**Compito assegnato A:** Ricopia fedelmente, fra le righe dei dati, il tratto che comincia con la riga contenente "Where can you see the dirt" e si chiude con quella contenente "[[189, 130], [258, 187], [1108, 595]]", entrambe incluse.

**Testo di lettura:**

1. - Con ordinanza emessa il 18 marzo 1980, il Tribunale di Roma ha sollevato questione di legittimità costituzionale dell'art. 1, primo comma, della legge 22 maggio 1975, n. 152, nella parte in cui vieta di concedere la libertà provvisoria agli imputati del delitto di rapina aggravata (che veniva in specifica considerazione nella specie).

Secondo il giudice a quo, la norma impugnata contrasterebbe anzitutto "con lo spirito della Carta costituzionale", desumibile dagli artt. 13-54 della Carta stessa: in quanto collegherebbe il trattamento in esame a criteri "del tutto arbitrari", sebbene indicati tassativamente. Inoltre, essa violerebbe l'art. 3 Cost., per l'irragionevolezza della soluzione accolta: vale a dire, poiché la particolare gravità del reato in questione non rappresenterebbe un "indice adeguato" dell'"esistenza di quegli interessi processuali per i quali solo l'imputato può essere legittimamente privato della libertà personale"; e poiché, d'altra parte, l'elenco dei reati per i quali la libertà provvisoria é esclusa sarebbe viziato dalla mancata previsione di altri reati egualmente o più gravi (quali il peculato, la concussione, la corruzione, il naufragio, il disastro aviatorio). Del pari, risulterebbero lesi gli artt. 13 e 111 Cost., poiché la norma dispone direttamente l'esclusione e non consente al giudice alcuna valutazione in proposito. E così pure, dato che la custodia preventiva obbligatoria equivarrebbe ad un'anticipazione della pena, sarebbe contraddetto il principio - fissato dall'art. 27 Cost. - per cui l'imputato non é considerato colpevole fino alla condanna definitiva.

2. - Nel presente giudizio si sono costituiti gli imputati, aderendo alle tesi esposte nell'ordinanza di rimessione.

L'intervenuto Presidente del Consiglio dei ministri ha invece concluso per l'infondatezza della questione.

Considerato in diritto

Alla stregua della consolidata giurisprudenza di questa Corte, la questione si dimostra non fondata in tutti i suoi aspetti.

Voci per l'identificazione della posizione
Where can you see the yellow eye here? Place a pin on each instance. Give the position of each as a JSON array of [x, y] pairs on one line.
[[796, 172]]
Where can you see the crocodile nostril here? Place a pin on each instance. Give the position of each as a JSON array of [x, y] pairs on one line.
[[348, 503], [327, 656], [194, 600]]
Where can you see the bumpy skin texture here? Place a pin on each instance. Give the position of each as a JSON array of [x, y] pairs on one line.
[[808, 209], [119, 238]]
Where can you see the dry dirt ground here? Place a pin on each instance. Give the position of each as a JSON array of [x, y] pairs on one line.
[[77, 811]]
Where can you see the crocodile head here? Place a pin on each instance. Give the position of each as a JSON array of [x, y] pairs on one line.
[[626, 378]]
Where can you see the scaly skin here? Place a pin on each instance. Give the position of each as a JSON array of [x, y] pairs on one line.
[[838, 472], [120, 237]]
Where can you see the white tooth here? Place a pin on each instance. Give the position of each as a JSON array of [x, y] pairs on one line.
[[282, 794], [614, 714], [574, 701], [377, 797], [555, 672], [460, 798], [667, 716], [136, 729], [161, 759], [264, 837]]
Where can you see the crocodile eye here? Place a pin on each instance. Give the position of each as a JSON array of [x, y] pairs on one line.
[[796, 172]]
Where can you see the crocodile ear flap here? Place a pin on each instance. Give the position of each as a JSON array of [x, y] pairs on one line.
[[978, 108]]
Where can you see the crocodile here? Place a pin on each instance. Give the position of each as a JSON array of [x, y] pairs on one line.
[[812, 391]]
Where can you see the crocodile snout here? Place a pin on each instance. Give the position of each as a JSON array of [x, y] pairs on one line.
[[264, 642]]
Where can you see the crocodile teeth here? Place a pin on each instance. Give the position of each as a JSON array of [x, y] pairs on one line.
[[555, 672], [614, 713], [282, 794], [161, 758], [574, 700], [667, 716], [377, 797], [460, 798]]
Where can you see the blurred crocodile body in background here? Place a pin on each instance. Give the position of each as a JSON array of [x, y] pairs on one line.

...

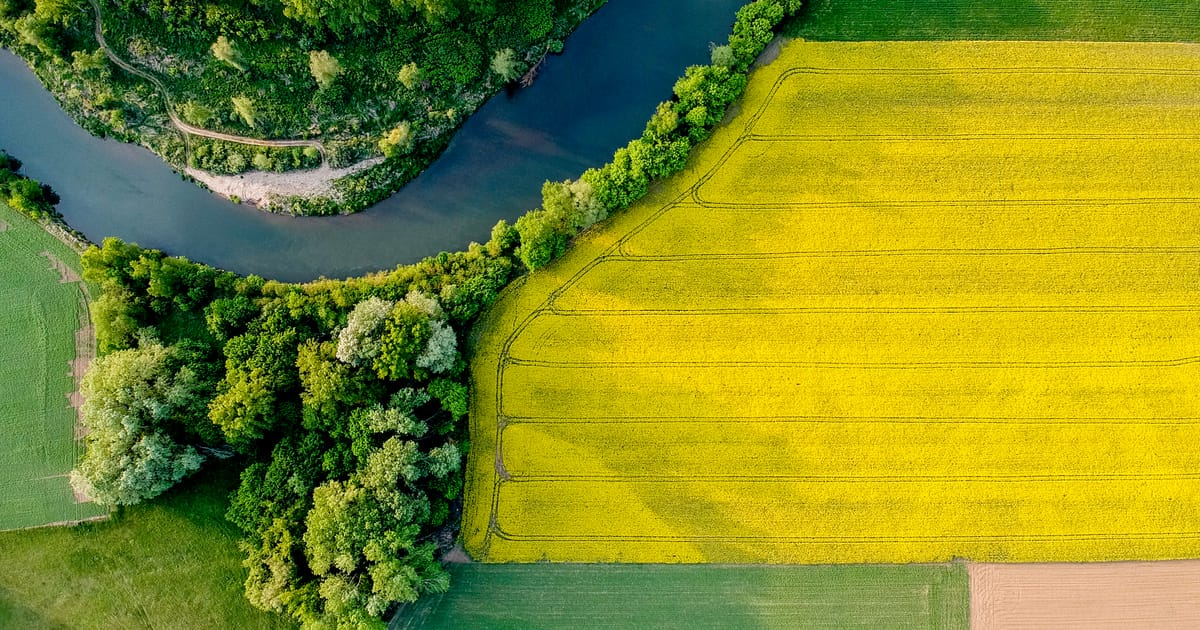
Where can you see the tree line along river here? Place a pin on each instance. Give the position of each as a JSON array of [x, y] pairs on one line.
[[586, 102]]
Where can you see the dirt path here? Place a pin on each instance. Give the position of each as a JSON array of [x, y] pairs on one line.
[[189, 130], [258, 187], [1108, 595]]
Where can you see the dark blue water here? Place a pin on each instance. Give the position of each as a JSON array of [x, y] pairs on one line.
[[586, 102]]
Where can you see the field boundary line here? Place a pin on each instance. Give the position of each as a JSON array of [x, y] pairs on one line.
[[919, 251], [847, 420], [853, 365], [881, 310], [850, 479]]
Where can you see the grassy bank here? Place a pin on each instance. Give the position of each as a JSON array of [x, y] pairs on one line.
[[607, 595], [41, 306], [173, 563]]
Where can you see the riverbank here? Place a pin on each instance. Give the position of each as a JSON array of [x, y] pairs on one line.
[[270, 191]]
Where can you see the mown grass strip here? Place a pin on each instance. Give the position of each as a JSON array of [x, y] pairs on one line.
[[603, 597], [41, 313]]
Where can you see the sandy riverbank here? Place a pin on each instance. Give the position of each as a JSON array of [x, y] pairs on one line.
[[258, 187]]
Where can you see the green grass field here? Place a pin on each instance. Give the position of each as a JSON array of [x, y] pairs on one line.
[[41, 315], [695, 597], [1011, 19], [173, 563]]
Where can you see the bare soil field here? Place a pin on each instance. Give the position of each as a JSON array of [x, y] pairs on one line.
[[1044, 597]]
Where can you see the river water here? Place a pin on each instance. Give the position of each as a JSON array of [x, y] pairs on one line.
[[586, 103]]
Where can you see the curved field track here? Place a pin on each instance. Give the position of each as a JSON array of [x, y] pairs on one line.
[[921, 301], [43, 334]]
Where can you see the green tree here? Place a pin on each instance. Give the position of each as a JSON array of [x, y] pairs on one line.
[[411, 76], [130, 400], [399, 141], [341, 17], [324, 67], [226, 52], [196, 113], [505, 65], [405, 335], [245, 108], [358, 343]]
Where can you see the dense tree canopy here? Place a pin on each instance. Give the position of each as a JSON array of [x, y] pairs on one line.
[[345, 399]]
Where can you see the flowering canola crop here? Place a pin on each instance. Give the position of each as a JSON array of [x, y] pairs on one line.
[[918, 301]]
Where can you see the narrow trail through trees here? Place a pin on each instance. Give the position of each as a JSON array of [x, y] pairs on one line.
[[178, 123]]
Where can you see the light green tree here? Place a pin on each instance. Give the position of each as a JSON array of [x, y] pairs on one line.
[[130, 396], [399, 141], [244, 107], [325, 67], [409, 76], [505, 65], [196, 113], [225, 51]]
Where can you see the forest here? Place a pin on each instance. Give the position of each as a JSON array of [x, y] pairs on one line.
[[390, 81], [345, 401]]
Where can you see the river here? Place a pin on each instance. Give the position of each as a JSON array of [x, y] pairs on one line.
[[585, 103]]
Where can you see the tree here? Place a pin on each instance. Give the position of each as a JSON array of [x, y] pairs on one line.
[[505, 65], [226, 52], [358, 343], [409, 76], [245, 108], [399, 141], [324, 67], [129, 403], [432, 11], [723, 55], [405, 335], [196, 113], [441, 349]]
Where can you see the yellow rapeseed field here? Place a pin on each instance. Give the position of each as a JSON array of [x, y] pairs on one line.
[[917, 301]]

---

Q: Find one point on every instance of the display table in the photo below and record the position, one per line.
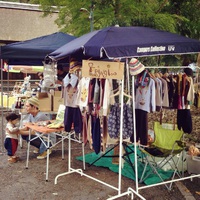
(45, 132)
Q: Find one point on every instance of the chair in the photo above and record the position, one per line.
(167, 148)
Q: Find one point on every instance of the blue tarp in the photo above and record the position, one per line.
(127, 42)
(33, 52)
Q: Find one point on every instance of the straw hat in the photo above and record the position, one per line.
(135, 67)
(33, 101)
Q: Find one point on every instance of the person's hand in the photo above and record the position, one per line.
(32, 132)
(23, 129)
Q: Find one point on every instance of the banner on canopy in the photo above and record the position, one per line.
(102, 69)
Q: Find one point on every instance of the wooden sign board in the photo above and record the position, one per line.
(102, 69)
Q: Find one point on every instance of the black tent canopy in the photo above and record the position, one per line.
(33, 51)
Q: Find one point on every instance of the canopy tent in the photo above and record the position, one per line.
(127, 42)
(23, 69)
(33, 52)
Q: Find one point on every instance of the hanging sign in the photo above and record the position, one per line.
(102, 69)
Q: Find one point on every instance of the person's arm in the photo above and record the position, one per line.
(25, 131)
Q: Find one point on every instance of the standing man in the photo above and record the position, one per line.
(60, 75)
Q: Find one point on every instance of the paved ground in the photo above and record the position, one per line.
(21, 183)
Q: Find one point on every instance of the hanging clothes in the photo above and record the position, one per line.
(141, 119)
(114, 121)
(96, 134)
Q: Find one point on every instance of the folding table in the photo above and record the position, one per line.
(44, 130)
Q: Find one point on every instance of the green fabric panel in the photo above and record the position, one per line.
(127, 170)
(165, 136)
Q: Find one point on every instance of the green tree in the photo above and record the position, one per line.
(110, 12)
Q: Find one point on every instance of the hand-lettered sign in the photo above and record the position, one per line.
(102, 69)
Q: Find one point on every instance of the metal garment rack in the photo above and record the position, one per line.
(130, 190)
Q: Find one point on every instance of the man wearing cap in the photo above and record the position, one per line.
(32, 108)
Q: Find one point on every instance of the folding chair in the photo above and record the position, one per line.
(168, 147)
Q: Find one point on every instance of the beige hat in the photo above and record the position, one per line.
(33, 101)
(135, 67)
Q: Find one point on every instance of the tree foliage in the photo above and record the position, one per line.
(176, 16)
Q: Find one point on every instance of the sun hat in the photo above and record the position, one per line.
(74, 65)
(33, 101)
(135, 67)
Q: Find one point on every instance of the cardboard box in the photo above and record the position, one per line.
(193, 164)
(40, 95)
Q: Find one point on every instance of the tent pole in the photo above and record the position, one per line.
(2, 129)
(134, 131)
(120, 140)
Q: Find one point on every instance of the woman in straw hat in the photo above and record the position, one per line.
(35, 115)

**Compito assegnato B:**
Rispondi a queste domande sul testo relativo alla questione di legittimità costituzionale:
(i) In quale data il Tribunale di Roma ha emesso l'ordinanza?
(ii) A quale conclusione è giunto il Presidente del Consiglio dei ministri intervenuto?
(iii) Quali reati egualmente o più gravi, secondo il giudice a quo, mancano nell'elenco?

**Risposta svolta A:**
Where can you see the dirt path here? Place a pin on each instance. Give the position of each as a JSON array of [x, y] pairs on one line.
[[189, 130], [258, 187], [1108, 595]]

**Risposta svolta B:**
(i) Il 18 marzo 1980.
(ii) Ha concluso per l'infondatezza della questione.
(iii) Il peculato, la concussione, la corruzione, il naufragio e il disastro aviatorio.